• [Problem to work on] Reproduce the material from the line containing "Where can the sunflower field" through the line containing "<point>481,402</point>", both included, with each request left as it stands. Add 90 to every number in the answer coordinates, but leave the numbers in the requests and their format samples unchanged.
— start Task material —
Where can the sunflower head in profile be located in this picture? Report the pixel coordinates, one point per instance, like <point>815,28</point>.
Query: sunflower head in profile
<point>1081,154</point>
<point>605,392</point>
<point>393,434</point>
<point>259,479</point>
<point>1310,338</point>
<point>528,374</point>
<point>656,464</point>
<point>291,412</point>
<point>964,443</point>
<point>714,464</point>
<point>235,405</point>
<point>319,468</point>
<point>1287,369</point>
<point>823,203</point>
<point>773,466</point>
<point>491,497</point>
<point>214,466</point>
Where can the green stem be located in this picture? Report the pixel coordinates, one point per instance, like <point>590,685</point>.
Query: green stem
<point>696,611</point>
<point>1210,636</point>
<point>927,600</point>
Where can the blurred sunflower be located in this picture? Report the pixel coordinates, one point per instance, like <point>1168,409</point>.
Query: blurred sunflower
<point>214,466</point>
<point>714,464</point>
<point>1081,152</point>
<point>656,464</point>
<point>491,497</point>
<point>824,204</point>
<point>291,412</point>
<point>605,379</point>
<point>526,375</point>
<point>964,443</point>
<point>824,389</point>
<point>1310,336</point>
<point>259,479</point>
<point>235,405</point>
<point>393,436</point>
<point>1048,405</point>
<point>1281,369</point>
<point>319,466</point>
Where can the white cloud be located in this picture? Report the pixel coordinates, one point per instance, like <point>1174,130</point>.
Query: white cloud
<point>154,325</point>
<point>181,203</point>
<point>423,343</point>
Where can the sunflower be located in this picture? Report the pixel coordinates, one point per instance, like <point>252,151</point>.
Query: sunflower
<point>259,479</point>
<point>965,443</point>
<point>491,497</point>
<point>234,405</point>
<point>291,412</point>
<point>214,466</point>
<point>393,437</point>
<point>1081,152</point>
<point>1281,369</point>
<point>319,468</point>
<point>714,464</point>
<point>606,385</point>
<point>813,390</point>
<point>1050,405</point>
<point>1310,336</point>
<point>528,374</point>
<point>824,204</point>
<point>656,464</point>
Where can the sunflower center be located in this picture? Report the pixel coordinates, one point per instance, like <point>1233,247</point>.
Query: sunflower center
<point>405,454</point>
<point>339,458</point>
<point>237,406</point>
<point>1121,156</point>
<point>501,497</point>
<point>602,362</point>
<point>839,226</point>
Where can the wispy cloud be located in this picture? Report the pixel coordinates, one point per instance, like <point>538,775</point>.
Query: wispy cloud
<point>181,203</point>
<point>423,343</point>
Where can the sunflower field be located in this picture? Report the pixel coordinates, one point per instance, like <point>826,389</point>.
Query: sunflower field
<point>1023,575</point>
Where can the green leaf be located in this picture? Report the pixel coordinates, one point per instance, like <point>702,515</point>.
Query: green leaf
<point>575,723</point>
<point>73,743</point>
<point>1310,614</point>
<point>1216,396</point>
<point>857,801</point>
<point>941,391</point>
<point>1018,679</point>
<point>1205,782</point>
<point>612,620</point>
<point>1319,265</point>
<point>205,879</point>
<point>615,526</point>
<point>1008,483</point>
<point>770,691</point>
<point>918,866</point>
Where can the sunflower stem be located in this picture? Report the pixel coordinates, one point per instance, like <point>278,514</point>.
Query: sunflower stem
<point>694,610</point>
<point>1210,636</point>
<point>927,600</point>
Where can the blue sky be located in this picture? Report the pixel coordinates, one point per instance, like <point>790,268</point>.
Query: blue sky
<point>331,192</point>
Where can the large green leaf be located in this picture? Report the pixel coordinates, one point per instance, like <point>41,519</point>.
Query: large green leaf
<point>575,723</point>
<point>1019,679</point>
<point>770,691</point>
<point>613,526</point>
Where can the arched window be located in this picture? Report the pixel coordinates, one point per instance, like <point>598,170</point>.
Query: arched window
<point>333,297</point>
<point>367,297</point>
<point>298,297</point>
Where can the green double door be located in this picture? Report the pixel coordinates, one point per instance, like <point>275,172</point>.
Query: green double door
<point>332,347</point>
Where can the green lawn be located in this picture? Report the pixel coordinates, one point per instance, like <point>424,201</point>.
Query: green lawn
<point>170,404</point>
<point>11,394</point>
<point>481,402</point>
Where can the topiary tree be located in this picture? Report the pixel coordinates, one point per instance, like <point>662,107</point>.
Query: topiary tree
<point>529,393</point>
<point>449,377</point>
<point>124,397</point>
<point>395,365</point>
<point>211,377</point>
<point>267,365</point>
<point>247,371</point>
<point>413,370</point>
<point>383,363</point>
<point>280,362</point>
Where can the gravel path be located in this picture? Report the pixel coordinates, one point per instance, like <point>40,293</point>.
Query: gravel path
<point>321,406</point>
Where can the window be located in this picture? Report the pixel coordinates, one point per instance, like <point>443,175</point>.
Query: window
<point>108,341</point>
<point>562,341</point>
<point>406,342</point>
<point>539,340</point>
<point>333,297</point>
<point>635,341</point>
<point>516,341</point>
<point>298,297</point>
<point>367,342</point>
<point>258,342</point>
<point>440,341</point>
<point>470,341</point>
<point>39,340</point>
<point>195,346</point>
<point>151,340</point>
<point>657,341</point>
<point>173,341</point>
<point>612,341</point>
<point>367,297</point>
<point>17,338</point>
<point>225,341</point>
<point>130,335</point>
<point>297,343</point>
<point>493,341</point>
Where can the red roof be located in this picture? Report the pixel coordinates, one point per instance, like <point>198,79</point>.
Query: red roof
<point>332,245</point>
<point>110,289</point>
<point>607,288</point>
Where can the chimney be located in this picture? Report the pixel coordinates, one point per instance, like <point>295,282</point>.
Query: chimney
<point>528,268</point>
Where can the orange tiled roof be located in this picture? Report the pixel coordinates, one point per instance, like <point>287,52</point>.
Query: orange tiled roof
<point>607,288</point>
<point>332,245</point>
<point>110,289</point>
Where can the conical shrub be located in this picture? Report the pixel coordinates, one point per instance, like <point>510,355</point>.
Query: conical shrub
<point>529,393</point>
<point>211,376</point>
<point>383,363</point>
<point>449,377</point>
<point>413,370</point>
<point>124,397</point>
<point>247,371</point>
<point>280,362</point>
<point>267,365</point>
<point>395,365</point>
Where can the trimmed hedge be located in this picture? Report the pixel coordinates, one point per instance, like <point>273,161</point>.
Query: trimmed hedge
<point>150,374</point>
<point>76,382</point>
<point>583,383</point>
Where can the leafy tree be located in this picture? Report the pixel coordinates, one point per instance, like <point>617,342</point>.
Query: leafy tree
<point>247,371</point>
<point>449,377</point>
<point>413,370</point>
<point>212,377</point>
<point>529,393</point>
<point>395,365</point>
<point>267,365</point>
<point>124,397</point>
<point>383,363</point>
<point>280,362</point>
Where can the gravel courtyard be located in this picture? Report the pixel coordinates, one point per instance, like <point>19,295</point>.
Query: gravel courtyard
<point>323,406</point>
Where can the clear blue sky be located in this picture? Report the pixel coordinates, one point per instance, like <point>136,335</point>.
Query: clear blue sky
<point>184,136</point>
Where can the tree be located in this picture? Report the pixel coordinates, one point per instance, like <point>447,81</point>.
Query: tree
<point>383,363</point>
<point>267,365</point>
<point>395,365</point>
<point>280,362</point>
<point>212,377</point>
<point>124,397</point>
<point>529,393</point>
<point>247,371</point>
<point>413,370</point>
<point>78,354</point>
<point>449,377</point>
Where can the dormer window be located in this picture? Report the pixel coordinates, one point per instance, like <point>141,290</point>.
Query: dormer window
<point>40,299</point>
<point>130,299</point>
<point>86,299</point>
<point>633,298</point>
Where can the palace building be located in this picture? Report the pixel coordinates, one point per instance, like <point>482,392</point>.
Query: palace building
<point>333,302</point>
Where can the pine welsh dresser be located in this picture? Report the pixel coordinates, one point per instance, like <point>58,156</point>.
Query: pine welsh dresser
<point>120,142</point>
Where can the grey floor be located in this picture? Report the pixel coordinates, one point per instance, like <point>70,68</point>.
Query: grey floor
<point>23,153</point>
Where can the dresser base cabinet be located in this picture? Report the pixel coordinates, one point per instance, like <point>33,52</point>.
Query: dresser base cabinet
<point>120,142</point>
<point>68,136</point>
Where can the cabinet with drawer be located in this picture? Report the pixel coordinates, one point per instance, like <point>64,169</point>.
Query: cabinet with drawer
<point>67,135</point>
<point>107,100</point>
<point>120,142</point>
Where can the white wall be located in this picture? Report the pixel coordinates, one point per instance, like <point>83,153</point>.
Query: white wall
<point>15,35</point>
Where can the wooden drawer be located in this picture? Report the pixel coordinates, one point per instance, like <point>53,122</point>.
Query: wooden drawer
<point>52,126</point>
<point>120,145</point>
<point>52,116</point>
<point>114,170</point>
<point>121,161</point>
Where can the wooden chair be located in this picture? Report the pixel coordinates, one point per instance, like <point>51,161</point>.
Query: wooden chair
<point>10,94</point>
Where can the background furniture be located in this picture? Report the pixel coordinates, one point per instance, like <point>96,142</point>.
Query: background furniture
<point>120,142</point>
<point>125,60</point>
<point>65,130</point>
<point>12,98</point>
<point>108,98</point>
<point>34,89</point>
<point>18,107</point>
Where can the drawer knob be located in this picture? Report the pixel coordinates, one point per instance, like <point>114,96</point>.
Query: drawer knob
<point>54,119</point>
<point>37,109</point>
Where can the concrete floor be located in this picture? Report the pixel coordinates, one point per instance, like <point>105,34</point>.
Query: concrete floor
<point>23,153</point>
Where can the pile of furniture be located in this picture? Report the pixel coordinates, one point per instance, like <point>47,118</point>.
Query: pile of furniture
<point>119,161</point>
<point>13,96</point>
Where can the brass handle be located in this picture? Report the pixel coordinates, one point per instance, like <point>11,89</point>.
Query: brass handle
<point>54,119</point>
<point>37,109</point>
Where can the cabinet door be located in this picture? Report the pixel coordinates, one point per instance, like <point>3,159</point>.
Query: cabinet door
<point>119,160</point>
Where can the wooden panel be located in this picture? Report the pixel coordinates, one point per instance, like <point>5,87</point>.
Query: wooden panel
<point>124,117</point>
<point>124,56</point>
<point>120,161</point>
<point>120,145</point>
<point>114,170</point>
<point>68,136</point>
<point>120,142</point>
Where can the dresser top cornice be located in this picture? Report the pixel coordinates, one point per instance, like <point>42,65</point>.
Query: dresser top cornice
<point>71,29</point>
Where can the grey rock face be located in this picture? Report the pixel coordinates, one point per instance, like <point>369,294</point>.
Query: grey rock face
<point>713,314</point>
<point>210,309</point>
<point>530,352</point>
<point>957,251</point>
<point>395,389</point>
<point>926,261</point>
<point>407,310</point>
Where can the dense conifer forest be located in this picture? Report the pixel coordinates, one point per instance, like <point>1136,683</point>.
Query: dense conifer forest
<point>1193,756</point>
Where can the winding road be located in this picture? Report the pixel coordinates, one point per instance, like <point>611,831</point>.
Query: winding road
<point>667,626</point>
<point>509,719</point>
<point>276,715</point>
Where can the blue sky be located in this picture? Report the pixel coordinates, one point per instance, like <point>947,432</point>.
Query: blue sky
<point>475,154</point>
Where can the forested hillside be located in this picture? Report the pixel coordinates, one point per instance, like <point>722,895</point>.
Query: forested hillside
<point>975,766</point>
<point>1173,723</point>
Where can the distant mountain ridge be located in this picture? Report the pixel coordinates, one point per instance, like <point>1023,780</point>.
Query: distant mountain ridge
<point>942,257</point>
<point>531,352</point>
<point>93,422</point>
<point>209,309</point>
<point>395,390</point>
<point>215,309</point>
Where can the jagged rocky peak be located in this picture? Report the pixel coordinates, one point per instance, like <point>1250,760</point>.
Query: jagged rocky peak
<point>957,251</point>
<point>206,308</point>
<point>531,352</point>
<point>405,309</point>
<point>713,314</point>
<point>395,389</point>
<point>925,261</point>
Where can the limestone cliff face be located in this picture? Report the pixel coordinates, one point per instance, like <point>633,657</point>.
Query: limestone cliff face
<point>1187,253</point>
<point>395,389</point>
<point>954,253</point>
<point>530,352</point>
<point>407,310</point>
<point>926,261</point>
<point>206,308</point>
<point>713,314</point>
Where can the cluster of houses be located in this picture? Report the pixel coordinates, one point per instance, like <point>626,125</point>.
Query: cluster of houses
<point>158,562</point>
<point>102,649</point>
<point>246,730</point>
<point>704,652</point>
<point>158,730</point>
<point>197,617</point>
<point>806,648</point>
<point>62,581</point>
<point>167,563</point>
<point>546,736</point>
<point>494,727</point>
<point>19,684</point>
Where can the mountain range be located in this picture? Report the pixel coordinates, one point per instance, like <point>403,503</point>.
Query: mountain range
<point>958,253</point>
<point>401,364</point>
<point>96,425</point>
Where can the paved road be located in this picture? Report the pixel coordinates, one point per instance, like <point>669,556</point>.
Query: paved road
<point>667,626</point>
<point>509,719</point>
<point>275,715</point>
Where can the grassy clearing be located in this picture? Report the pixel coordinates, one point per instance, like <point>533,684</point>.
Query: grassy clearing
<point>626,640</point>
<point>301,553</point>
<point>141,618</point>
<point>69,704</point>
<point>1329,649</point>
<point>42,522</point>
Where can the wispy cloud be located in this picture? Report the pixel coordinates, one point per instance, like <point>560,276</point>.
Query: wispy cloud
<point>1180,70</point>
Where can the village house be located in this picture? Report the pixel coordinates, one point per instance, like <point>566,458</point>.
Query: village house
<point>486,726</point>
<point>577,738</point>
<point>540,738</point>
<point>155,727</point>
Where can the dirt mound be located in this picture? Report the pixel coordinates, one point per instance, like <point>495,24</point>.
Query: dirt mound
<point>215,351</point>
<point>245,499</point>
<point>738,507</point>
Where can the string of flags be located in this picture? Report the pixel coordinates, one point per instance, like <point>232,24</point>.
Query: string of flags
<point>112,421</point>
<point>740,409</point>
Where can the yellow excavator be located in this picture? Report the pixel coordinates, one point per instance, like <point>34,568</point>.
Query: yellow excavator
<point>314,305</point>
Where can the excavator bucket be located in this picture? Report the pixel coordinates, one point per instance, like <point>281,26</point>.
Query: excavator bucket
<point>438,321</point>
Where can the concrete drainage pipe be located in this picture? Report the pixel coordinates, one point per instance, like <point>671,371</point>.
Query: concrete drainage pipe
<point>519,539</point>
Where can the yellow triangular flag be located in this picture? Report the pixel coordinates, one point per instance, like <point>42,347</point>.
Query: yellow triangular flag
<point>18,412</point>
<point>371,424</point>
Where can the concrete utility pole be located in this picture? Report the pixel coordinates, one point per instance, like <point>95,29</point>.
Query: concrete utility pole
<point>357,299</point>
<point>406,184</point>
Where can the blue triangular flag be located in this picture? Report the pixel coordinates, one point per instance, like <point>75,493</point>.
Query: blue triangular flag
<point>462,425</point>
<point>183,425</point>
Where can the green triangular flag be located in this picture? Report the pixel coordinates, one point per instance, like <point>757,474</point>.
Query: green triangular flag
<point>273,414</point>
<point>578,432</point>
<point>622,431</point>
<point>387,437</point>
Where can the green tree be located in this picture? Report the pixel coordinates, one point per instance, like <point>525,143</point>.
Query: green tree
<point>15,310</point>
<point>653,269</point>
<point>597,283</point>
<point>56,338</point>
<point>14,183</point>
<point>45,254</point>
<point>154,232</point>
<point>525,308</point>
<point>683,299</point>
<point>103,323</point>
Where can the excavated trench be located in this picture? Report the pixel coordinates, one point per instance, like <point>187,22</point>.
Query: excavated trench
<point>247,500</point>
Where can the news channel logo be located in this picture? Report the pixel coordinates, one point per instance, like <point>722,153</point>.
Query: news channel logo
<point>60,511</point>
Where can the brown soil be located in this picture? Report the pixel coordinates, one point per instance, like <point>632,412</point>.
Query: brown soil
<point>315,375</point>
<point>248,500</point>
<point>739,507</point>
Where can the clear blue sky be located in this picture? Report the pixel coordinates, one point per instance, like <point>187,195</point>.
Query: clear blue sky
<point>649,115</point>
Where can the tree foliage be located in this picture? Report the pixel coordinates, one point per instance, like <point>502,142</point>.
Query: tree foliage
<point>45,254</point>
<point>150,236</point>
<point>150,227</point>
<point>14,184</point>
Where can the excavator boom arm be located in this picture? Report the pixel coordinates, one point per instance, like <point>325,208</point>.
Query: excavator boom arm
— end Task material —
• [Response]
Where can the sunflower field be located in this picture? Report the pixel coordinates, one point per instance, like <point>826,389</point>.
Query: sunflower field
<point>1113,665</point>
Where can the green leaf be located in this picture? Report the pixel coordinates, one point per instance, like <point>702,515</point>.
Query: green leaf
<point>665,813</point>
<point>163,833</point>
<point>1400,704</point>
<point>1306,486</point>
<point>947,891</point>
<point>1031,481</point>
<point>1108,769</point>
<point>1295,872</point>
<point>702,710</point>
<point>1409,355</point>
<point>295,969</point>
<point>705,616</point>
<point>1098,573</point>
<point>860,781</point>
<point>1008,956</point>
Where can the sunflower stem be located in this picture? Report the pixel coordinates, one point per instance, like <point>278,514</point>.
Query: sunflower stem
<point>784,700</point>
<point>1300,726</point>
<point>1017,690</point>
Where can the blue sky be located in this picture? Report the pixel coordinates, one point per instance, like <point>790,268</point>.
Query: blue sky
<point>421,282</point>
Where can the large green leaf be located in this picture? Report the pixel coordinates, one point per instance, like <point>41,519</point>.
Query: large green leaf
<point>665,813</point>
<point>1109,769</point>
<point>860,781</point>
<point>703,616</point>
Where can the arched window be located in this picture? Report the pixel coordinates, one point per instance, like <point>598,170</point>.
Query: arched window
<point>423,387</point>
<point>457,387</point>
<point>388,387</point>
Where can the green double door be located in this picture? Report the pixel coordinates, one point per instance, like <point>275,172</point>.
Query: green double door
<point>422,437</point>
Where can the green lawn be located in this picture? Report the pixel coordinates, one point per instance, like <point>424,201</point>.
Query: green lawn
<point>260,494</point>
<point>101,484</point>
<point>571,492</point>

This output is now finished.